PROBLEM TO SOLVE.
Present the following entries again, word for word and in full.

Excerpts of location labeling data
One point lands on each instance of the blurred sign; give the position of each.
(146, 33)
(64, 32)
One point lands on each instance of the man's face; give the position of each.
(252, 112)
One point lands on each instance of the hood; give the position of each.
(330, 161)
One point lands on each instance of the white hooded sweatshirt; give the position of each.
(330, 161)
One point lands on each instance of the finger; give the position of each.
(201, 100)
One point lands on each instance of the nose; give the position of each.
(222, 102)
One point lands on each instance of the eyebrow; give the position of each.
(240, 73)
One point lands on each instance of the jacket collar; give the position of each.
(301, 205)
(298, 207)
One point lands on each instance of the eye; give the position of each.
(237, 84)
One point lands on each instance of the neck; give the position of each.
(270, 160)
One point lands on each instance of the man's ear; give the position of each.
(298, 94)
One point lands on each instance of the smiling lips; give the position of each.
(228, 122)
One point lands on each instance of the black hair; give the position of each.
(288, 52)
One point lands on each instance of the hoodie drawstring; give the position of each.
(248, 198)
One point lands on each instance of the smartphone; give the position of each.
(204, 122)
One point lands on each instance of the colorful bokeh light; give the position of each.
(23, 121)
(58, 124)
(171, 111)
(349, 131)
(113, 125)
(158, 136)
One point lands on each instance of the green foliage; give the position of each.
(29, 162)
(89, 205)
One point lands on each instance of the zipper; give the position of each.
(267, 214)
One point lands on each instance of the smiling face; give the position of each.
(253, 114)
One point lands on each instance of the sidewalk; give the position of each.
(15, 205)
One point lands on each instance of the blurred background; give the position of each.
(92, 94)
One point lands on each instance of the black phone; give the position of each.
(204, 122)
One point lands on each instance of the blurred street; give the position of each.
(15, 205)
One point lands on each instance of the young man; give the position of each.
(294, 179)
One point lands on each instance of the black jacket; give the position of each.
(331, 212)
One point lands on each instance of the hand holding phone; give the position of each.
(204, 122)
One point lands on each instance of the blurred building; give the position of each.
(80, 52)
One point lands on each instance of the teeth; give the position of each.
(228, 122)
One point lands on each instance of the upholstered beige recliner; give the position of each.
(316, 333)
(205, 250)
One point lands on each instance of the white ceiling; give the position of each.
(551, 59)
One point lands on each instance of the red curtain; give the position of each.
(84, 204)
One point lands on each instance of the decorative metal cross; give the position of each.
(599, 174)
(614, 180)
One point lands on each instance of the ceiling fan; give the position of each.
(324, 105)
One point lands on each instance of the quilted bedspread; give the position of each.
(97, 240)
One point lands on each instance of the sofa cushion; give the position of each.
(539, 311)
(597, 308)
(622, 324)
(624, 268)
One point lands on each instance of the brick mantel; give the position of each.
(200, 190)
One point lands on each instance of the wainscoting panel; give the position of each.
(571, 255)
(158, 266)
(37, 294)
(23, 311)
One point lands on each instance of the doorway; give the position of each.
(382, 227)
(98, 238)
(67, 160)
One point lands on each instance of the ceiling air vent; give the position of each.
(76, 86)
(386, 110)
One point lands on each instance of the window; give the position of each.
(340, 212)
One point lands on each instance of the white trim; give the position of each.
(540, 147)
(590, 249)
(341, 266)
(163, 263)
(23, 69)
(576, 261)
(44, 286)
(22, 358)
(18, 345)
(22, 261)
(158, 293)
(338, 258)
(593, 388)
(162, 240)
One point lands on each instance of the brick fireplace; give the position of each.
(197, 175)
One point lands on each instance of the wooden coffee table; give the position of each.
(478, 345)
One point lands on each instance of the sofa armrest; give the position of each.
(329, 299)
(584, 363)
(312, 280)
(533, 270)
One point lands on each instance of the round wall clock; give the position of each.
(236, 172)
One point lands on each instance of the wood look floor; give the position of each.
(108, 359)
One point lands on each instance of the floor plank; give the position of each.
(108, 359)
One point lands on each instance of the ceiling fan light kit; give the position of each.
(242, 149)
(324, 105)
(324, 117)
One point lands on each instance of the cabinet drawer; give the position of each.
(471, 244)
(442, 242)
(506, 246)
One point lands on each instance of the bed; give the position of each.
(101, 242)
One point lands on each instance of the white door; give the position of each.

FINISHED TASK.
One point lands on each instance of the blurred sign; give the position of each.
(146, 33)
(64, 32)
One point lands on each instance of the man's face; give the position of each.
(252, 112)
One point lands on each instance of the hood; give the position of each.
(330, 161)
One point lands on each instance of the white hooded sweatshirt; give the position of each.
(330, 161)
One point lands on each instance of the finger; give the position of each.
(201, 100)
One point lands on each instance of the nose; give the position of each.
(222, 102)
One point lands on each instance of the eyebrow; give the position of each.
(240, 73)
One point lands on each instance of the jacket collar; give the position of each.
(301, 205)
(298, 207)
One point lands on each instance of the eye; give the position of each.
(237, 84)
One point lands on each instance of the neck; give the position of each.
(270, 160)
One point lands on each instance of the man's ear; give the position of each.
(298, 94)
One point lands on each instance of the smiling lips; give the position of each.
(228, 122)
One point lands on each instance of the black hair; give the position of each.
(288, 52)
One point lands on each instance of the hoodie drawstring; give the position of each.
(248, 198)
One point lands on each instance of the smartphone; give the position of each.
(204, 122)
One point lands on each instance of the colorful bokeh light; give the position of each.
(23, 121)
(58, 124)
(171, 111)
(349, 131)
(113, 125)
(158, 136)
One point lands on each instance of the green foliage; give the position of each.
(29, 162)
(89, 205)
One point lands on each instance of the zipper; give the position of each.
(267, 214)
One point lands on each instance of the smiling face; give the position of each.
(253, 114)
One point lands on each instance of the sidewalk; give the position of each.
(15, 205)
One point lands on each instance of the blurred background; give the position of each.
(92, 94)
One point lands on each instance of the black phone; give the position of each.
(204, 122)
One point lands on each instance of the blurred street; give the position of each.
(15, 205)
One point lands on each instance of the young man; give the position of each.
(294, 179)
One point lands on each instance of the black jacket; give the position of each.
(331, 212)
One point lands on each instance of the hand holding phone; give the position of each.
(204, 122)
One point lands on each instance of the blurred building; give the position of each.
(80, 52)
One point lands on each instance of the teeth; give the position of each.
(228, 122)
One point lands on each instance of the upholstered beige recliner; give the position of each.
(316, 333)
(205, 250)
One point lands on each instance of the white ceiling; give the position of each.
(551, 59)
One point lands on each instance of the red curtain; give the position of each.
(84, 204)
One point lands on each instance of the decorative metal cross; give the position of each.
(599, 174)
(614, 180)
One point lands on each instance of the ceiling fan; give the position of each.
(324, 105)
One point lands on each instance of the quilted bedspread; give the position of each.
(97, 240)
One point lands on each instance of the sofa cushion; give the position of each.
(539, 311)
(597, 308)
(622, 324)
(624, 268)
One point lands on each instance of the brick mantel; give the position of each.
(200, 190)
One point lands on each instance of the wainscoting panel; give the position of each.
(571, 255)
(158, 266)
(37, 294)
(23, 311)
One point lands on each instance of the doorway; give the position of each.
(382, 227)
(98, 238)
(67, 160)
One point lands on each instance of the ceiling air vent; give the position of each.
(76, 86)
(386, 110)
One point lands on each instance of the window; give the position of each.
(340, 212)
One point lands on each instance of the white trim; give the position of each.
(540, 147)
(590, 249)
(341, 266)
(163, 263)
(23, 69)
(576, 261)
(44, 286)
(22, 358)
(18, 345)
(22, 261)
(158, 293)
(338, 258)
(593, 388)
(162, 240)
One point lands on each instance of the brick fireplace; give the position of each.
(197, 175)
One point lands on each instance of the wooden coffee table; give the position of each.
(478, 345)
One point lands on each instance of the sofa armrest; give the position of each.
(329, 299)
(584, 363)
(312, 280)
(533, 270)
One point lands on each instance of the round wall clock; give the position of each.
(236, 172)
One point lands on each instance of the wood look floor; give the position of each.
(108, 359)
One point lands on each instance of the floor plank; give the position of each.
(108, 359)
One point lands on each instance of the ceiling fan light kit; give the position of each.
(242, 149)
(324, 105)
(324, 117)
One point lands on each instance of the cabinet drawer; give the position of each.
(471, 244)
(442, 242)
(506, 246)
One point lands on each instance of the bed; give the position of each.
(101, 242)
One point lands on each instance of the white door; give the position of each.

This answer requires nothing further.